━━ Document extract ━━
Background information
- Origin: Buenos Aires, Argentina
- Genres: Heavy metal; hard rock; blues rock; rock 'n' roll;
- Years active: 1980–1986; 1990–1998; 2004–2005;
- Labels: Columbia; Tonodisc; DBN; Halley; Main; Riff;
- Members: Vitico JAF Luciano Napolitano Juanito Moro
- Past members: Pappo Héctor "Boff" Serafine Michel Peyronel Oscar Moro Nicolás Bereciartúa

= Riff (Argentine band) =

Argentine heavy metal/hard rock band

Riff was an Argentine hard rock band formed in Buenos Aires in 1980. The band was fronted by guitarist Norberto "Pappo" Napolitano, who formed Riff after dissolving his old musical project, Pappo's Blues. The group was mostly influenced by acts like AC/DC, Motörhead, Saxon, and the new wave of British heavy metal scene, who helped introduce heavy metal music in Argentina in the early 80s.

The group dissolved after the death of Pappo in 2005. In 2007, the Argentine edition of Rolling Stone magazine ranked their album Contenidos (1982) number 58 on its list of "The 100 Greatest Albums of National Rock".
━━━
#### Problem set
1. Using the Riff band article, answer each of the following on its own line:
(a) In what year was Riff formed in Buenos Aires?
(b) Which earlier musical project did Pappo dissolve before forming Riff?
(c) What number did the Argentine edition of Rolling Stone give the album Contenidos on its 2007 list?
2. Go on with the Riff band article, picking up after its final sentence.
━━ Provided records ━━
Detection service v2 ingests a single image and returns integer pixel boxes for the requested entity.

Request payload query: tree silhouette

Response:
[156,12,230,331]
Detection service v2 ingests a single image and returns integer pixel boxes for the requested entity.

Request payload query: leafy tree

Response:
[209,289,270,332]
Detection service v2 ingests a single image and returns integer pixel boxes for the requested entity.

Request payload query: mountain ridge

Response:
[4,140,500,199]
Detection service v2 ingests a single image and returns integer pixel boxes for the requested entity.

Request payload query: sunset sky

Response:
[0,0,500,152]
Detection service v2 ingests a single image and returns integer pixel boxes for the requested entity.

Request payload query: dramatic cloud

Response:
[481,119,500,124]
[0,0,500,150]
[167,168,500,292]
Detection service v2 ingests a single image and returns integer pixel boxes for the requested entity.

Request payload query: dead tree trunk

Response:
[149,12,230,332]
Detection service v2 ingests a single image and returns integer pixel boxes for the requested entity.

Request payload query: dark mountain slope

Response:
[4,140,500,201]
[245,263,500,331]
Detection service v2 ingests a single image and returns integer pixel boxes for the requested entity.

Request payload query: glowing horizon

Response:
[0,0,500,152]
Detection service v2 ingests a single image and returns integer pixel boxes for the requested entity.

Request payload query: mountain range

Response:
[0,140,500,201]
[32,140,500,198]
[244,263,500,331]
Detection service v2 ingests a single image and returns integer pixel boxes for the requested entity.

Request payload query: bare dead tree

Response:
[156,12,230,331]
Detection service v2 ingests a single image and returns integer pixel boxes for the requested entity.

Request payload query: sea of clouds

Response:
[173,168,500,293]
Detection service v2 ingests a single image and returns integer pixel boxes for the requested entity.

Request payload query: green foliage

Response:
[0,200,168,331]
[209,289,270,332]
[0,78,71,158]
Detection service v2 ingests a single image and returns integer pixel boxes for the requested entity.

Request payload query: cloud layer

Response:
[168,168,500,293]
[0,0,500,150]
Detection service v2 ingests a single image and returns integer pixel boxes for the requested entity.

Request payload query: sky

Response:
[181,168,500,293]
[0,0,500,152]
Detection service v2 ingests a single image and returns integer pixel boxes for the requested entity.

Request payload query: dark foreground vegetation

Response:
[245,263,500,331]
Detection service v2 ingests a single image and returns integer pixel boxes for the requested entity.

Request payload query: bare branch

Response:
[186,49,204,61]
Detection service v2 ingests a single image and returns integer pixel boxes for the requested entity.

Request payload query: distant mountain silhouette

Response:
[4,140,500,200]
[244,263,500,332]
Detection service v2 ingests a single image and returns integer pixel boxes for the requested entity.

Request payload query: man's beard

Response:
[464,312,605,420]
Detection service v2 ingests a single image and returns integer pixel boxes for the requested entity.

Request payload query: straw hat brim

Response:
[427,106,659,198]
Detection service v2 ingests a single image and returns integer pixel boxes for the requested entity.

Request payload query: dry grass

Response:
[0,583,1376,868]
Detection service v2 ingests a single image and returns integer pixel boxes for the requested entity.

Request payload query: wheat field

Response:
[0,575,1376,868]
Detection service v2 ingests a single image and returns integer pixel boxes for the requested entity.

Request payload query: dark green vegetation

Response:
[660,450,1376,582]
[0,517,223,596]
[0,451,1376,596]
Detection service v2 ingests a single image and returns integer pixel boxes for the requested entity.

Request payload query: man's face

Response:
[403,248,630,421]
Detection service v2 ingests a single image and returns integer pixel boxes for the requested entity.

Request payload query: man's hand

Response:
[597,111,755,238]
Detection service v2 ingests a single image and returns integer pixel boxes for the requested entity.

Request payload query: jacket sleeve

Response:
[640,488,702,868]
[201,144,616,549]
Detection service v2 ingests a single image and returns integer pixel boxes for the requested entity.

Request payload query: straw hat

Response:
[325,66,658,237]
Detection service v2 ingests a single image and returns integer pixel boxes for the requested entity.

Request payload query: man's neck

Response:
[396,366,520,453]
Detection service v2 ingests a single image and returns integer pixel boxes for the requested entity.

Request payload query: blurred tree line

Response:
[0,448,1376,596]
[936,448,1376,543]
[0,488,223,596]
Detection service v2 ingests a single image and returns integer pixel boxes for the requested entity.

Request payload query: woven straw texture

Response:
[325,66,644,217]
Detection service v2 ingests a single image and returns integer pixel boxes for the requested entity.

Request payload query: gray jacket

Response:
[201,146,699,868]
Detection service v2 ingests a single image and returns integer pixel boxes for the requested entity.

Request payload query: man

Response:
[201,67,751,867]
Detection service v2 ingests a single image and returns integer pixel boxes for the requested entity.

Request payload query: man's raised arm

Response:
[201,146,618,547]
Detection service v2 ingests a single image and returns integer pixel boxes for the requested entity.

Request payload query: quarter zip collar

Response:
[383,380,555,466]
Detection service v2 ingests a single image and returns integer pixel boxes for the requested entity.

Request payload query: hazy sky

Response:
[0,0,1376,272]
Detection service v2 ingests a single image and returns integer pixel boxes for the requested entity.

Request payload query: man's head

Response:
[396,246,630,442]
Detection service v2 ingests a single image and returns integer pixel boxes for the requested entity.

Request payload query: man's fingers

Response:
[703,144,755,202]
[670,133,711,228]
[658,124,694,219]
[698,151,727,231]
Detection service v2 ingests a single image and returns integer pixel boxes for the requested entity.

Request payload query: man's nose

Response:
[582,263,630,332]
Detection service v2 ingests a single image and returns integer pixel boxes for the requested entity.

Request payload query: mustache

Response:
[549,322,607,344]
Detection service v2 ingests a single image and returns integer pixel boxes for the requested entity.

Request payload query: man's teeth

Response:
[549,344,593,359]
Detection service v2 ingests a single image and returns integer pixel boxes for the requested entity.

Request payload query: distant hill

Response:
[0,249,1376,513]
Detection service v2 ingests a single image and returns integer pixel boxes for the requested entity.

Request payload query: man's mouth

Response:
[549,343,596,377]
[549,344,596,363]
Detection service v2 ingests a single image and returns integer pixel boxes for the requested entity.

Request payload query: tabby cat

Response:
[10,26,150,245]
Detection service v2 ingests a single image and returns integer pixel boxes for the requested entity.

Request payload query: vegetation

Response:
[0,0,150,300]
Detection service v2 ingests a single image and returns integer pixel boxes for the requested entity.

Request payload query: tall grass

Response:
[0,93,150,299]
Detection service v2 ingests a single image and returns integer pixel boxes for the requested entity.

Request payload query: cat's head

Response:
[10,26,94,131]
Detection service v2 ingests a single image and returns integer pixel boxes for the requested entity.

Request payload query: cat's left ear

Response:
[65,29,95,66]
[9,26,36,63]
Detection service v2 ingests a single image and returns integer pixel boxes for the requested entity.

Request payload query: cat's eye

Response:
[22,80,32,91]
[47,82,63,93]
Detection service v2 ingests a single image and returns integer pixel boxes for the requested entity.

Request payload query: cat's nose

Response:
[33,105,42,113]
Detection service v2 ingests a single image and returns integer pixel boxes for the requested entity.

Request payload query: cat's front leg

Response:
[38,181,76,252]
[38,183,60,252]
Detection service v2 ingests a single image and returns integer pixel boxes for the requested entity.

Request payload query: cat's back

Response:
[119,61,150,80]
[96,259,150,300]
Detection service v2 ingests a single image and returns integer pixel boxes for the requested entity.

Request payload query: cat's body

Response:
━━━
#### Activity answers
1.
(a) 1980
(b) Pappo's Blues
(c) Number 58

2.
== Biography ==

The band logo

=== 1981–1983: Early shows, success and peak ===
On 14 November 1980, Pappo organized a show called "Adiós Pappo's Blues, bienvenido Riff" (Goodbye Pappo's Blues, welcome Riff). This band emerged as a continuation of Pappo's former group, and would change the Argentine rock with the inception of heavy metal music, a genre that was completely new for the local scene.
Riff's debut album Ruedas de metal was released in 1981.
A second album was released later the same year, Macadam 3...2...1...0..., which was officially launched with a show at Estadio Obras Sanitarias, in December 1981.

In October 1982, their new album Contenidos was released, which included tunes that turned out to be new classics of the band, like "Susy Cadillac", "Maquinación", and "Pantalla del mundo nuevo".
In November that same year, Riff was featured at the popular BA Rock festival, along with prominent local artists, such as Spinetta-Jade, David Lebón, La Torre, and León Gieco, among others.
By 1983, Riff performed at La Falda Festival. In March, keyboardist-vocalist Danny Peyronel (Michel's brother) joined the band.
The first performances as a quintet took place in April 1983 at Estadio Obras Sanitarias, which were recorded and released on a double live album entitled Riff En acción, the first of the band.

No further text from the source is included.